§ **Data**:

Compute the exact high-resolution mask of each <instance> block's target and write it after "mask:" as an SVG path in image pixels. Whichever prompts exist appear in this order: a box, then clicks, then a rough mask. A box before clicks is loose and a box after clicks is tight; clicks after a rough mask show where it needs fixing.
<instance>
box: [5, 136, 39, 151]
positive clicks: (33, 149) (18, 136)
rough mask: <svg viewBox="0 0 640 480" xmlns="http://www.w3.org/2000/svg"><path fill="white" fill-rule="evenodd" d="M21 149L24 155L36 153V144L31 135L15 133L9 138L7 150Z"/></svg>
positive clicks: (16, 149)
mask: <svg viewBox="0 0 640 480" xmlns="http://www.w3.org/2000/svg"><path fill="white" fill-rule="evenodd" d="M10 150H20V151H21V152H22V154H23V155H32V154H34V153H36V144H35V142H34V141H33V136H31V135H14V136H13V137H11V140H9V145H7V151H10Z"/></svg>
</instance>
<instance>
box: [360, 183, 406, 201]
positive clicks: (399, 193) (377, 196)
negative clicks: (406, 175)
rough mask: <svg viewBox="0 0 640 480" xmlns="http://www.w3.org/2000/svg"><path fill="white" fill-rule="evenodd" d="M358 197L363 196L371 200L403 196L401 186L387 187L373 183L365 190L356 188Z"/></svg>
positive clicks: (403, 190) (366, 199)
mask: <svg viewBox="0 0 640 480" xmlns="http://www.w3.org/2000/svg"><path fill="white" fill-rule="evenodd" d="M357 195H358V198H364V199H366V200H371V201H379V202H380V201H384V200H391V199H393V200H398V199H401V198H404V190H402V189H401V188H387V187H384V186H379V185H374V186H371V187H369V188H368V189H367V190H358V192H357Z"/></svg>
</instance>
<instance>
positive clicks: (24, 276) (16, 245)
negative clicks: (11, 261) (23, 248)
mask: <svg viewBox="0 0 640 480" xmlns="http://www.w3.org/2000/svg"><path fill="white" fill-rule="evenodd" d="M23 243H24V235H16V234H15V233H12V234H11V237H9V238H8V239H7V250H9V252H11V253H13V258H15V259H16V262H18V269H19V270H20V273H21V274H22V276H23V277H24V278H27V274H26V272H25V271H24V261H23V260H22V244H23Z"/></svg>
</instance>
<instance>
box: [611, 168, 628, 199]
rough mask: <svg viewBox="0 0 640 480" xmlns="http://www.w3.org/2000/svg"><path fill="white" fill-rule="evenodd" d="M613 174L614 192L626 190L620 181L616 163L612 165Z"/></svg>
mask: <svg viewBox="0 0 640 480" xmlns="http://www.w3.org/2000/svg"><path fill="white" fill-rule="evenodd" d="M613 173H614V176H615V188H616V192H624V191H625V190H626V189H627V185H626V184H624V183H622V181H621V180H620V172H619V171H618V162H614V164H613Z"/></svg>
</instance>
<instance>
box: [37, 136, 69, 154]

§ **Try it**:
Restate the records in full, keeping every word as it is.

§ **Reply to the task**:
Compute the exact high-resolution mask of each <instance> block's target and write it after "mask:" as an SVG path in image pixels. Whichever prompts exist appear in this order: a box, then clicks, then a rough mask. A box before clicks is loose and a box after clicks is tight; clicks after a rough mask show where it needs fixing.
<instance>
box: [5, 136, 39, 151]
positive clicks: (33, 149) (18, 136)
rough mask: <svg viewBox="0 0 640 480" xmlns="http://www.w3.org/2000/svg"><path fill="white" fill-rule="evenodd" d="M21 149L24 155L36 153V144L31 135L15 133L9 138L7 150Z"/></svg>
positive clicks: (16, 149)
mask: <svg viewBox="0 0 640 480" xmlns="http://www.w3.org/2000/svg"><path fill="white" fill-rule="evenodd" d="M10 150H20V151H21V152H22V154H23V155H32V154H34V153H36V144H35V142H34V141H33V136H31V135H14V136H13V137H11V140H9V145H7V151H10Z"/></svg>
</instance>
<instance>
box: [360, 183, 406, 201]
positive clicks: (399, 193) (377, 196)
negative clicks: (406, 175)
rough mask: <svg viewBox="0 0 640 480" xmlns="http://www.w3.org/2000/svg"><path fill="white" fill-rule="evenodd" d="M358 197L363 196L371 200L403 196L401 186L387 187L373 183L365 190L356 188Z"/></svg>
positive clicks: (403, 190) (366, 199)
mask: <svg viewBox="0 0 640 480" xmlns="http://www.w3.org/2000/svg"><path fill="white" fill-rule="evenodd" d="M357 195H358V198H364V199H366V200H371V201H379V202H380V201H384V200H391V199H393V200H398V199H401V198H404V190H402V189H401V188H387V187H384V186H379V185H374V186H371V187H369V188H368V189H367V190H358V192H357Z"/></svg>
</instance>
<instance>
positive clicks: (24, 276) (16, 245)
negative clicks: (11, 261) (23, 248)
mask: <svg viewBox="0 0 640 480" xmlns="http://www.w3.org/2000/svg"><path fill="white" fill-rule="evenodd" d="M23 243H24V235H16V234H15V233H12V234H11V237H9V238H8V239H7V250H9V252H11V253H13V258H15V259H16V262H18V269H19V270H20V273H21V274H22V276H23V277H24V278H27V274H26V272H25V271H24V261H23V260H22V244H23Z"/></svg>
</instance>
<instance>
box: [611, 168, 628, 199]
rough mask: <svg viewBox="0 0 640 480" xmlns="http://www.w3.org/2000/svg"><path fill="white" fill-rule="evenodd" d="M613 174L614 192L626 190L620 181L616 163L612 165Z"/></svg>
mask: <svg viewBox="0 0 640 480" xmlns="http://www.w3.org/2000/svg"><path fill="white" fill-rule="evenodd" d="M613 173H614V176H615V188H616V192H624V191H625V190H626V189H627V185H626V184H624V183H622V181H621V180H620V172H619V171H618V162H614V164H613Z"/></svg>
</instance>
<instance>
box: [37, 136, 69, 154]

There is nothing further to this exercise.